Start of Exercise input

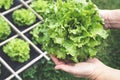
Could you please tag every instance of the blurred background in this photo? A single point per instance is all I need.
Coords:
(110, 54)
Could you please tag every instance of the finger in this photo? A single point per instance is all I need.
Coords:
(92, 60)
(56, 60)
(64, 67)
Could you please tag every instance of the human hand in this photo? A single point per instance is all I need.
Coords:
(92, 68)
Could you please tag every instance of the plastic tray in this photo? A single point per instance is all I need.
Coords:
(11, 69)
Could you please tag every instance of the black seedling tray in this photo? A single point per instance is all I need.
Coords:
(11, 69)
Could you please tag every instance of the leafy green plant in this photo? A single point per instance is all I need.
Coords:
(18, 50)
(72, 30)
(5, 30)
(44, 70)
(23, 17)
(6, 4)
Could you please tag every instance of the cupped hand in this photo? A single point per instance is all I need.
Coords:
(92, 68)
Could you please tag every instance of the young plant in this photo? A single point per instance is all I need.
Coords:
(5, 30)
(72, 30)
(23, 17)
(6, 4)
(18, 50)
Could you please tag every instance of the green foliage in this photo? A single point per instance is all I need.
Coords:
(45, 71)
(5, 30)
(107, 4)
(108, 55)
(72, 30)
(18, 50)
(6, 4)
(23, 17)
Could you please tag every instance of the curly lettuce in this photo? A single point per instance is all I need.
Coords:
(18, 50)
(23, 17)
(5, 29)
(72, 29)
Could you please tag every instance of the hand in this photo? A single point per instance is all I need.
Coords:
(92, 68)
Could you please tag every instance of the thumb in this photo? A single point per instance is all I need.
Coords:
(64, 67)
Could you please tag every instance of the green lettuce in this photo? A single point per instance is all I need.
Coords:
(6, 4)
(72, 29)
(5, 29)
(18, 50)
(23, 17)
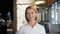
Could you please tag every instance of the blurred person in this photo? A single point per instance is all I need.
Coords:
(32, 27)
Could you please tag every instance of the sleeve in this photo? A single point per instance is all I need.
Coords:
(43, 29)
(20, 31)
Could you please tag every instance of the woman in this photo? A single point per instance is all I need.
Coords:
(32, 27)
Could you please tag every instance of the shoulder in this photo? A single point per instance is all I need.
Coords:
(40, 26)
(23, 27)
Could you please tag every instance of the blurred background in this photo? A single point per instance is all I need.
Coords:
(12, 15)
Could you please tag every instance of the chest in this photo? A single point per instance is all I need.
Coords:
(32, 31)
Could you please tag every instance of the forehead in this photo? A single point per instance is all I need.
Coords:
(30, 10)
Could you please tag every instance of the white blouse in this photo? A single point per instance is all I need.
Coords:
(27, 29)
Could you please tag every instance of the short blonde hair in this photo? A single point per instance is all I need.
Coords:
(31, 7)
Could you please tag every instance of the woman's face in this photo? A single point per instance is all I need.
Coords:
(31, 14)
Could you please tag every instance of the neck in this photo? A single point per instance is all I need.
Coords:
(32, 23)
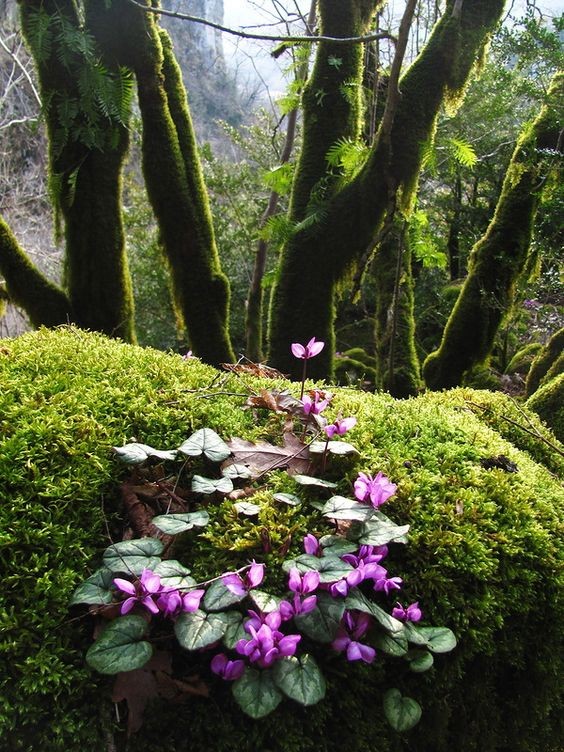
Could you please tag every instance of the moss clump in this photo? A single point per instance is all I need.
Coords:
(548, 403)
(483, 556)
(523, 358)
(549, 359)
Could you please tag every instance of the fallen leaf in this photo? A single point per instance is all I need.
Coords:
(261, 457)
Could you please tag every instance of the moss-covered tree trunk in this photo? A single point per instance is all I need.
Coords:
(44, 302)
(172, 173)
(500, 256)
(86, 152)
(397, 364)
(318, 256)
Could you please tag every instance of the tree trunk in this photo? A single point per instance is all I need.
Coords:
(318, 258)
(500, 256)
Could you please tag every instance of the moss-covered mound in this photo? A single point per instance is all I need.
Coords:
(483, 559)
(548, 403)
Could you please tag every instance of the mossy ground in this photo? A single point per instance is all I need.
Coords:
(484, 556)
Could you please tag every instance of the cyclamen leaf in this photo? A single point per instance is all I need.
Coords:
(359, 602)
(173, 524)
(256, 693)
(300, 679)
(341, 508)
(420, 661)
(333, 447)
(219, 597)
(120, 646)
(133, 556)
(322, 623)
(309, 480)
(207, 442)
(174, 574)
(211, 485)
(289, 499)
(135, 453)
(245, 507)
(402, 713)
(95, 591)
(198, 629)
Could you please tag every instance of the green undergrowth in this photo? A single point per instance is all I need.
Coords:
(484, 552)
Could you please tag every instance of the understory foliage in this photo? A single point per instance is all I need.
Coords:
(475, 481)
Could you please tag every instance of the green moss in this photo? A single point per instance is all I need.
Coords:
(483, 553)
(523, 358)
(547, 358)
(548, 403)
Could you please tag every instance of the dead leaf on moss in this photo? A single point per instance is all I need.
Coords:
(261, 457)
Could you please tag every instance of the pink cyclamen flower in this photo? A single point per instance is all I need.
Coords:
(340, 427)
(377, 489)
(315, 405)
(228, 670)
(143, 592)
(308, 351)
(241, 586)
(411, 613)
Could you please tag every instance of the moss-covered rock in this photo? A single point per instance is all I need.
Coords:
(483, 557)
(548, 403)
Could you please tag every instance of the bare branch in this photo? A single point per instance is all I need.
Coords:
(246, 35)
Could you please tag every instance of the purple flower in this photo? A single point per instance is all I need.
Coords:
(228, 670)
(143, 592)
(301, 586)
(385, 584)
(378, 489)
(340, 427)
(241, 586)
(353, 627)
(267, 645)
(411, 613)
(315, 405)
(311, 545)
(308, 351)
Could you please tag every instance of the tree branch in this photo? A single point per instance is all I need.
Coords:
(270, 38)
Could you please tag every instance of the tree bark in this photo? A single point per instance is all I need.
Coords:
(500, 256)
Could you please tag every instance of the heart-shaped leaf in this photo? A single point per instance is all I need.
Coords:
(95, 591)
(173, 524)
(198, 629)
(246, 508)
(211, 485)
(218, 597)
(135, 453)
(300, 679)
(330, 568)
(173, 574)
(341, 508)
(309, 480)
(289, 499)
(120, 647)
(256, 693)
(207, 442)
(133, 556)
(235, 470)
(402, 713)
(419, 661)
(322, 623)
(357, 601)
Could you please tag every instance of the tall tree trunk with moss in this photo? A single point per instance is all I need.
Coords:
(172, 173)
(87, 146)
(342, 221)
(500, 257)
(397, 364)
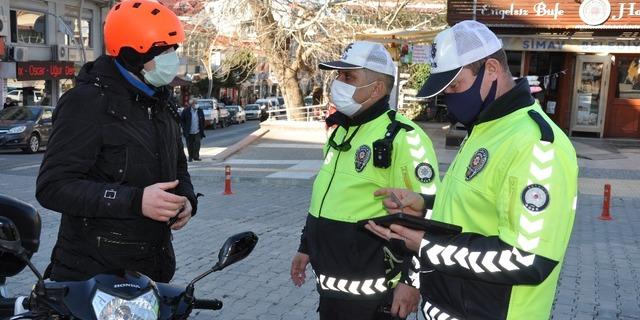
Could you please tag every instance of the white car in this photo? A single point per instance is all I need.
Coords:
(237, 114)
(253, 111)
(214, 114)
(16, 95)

End of Exercise input

Problem: Begin at the line containing "Could you please tag every instance of the tree branch" and extract every line through the end of the records, inclusive, exactly and only; omit pictures.

Task result:
Could you please tag every instance of the tree branch in this photo? A single point per instance is all I need.
Coords:
(270, 38)
Could you please tag every instance of the tree bark in this photo? A single point per instance is all I need.
Coords:
(500, 256)
Could you please tag every instance of the heart-shaped leaf in this photo? A single point per instance is all I need.
Coords:
(95, 591)
(173, 524)
(198, 629)
(246, 508)
(211, 485)
(218, 597)
(135, 453)
(300, 679)
(330, 568)
(173, 574)
(341, 508)
(309, 480)
(289, 499)
(120, 647)
(256, 693)
(207, 442)
(133, 556)
(235, 470)
(402, 713)
(419, 661)
(322, 623)
(357, 601)
Could you please tag every instance of the tall tree trunk with moss in this photo? A single point per instance is all I need.
Coords:
(172, 173)
(87, 146)
(342, 221)
(500, 257)
(397, 364)
Could you please tag every instance of the white car in this photo? A single point per instance is all I need.
Coords:
(237, 114)
(253, 111)
(214, 114)
(16, 95)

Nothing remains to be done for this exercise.